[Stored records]
::::::
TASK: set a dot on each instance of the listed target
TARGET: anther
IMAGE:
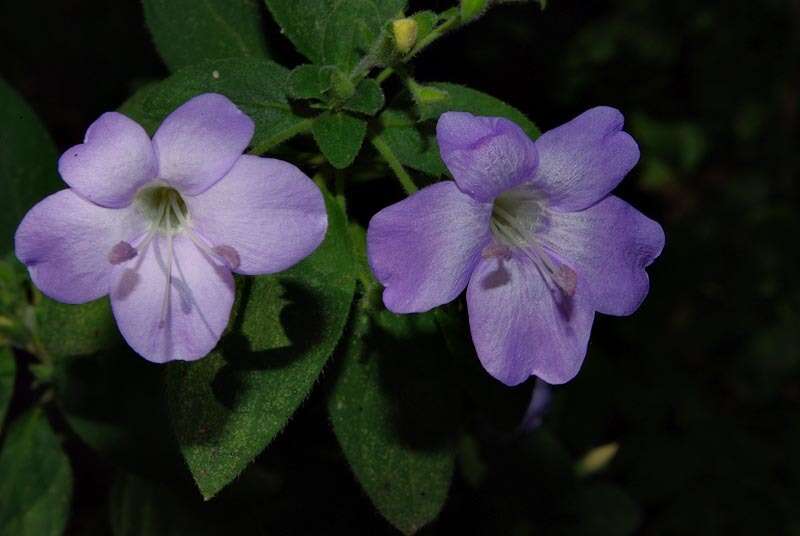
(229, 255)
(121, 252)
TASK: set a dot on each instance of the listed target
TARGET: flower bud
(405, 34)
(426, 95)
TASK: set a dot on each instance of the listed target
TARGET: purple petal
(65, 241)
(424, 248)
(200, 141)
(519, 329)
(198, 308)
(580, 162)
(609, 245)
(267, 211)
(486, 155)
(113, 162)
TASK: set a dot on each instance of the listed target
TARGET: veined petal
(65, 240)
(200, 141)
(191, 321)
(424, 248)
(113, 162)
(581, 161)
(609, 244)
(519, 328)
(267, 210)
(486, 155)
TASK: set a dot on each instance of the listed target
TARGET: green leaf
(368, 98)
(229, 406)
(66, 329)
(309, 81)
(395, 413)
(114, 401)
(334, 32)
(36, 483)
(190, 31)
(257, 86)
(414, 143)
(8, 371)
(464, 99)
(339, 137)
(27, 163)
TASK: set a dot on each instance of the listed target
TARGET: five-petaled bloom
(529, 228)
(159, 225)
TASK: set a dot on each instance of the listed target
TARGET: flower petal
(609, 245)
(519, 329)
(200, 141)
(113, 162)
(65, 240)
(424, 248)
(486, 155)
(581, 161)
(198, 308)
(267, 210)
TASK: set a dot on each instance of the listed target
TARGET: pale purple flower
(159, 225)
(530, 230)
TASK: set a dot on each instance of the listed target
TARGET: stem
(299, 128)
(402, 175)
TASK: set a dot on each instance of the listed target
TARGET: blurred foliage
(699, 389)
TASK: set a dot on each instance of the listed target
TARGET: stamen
::::::
### SET PROBLEM
Set every line down exactly as written, leaving each picture out.

### SOLUTION BELOW
TASK: set a dot on each instance of the listed target
TARGET: anther
IMAGE:
(229, 255)
(121, 252)
TASK: set a dot on each instance of the listed target
TARGET: flower bud
(405, 34)
(426, 95)
TASK: set a dot on each instance of the listed target
TARGET: purple petal
(65, 241)
(424, 248)
(200, 141)
(519, 329)
(198, 308)
(580, 162)
(609, 245)
(267, 211)
(486, 155)
(113, 162)
TASK: set a dot on each instance of the listed target
TARGET: veined petal
(65, 240)
(200, 141)
(191, 321)
(424, 248)
(113, 162)
(581, 161)
(609, 244)
(519, 328)
(267, 210)
(486, 155)
TASK: set a dot on each instance of the listed target
TARGET: green leaf
(368, 98)
(229, 406)
(66, 329)
(309, 81)
(395, 413)
(114, 401)
(334, 32)
(36, 483)
(190, 31)
(257, 86)
(414, 143)
(8, 371)
(464, 99)
(339, 137)
(27, 163)
TASK: set a dot on each instance of the listed target
TARGET: five-petaled bloom
(529, 228)
(159, 225)
TASK: set a dot on each instance of the listed target
TARGET: flower petal
(609, 245)
(519, 329)
(200, 141)
(113, 162)
(65, 240)
(424, 248)
(486, 155)
(581, 161)
(198, 308)
(267, 210)
TASK: set a dot on each instance of the listed target
TARGET: pale purple flower
(159, 225)
(530, 230)
TASK: set a dot on each instance of the listed target
TARGET: stem
(299, 128)
(402, 175)
TASK: set a dot on each instance of the listed target
TARGET: blurred foliage
(699, 389)
TASK: set a dot on each instance of the listed target
TARGET: stamen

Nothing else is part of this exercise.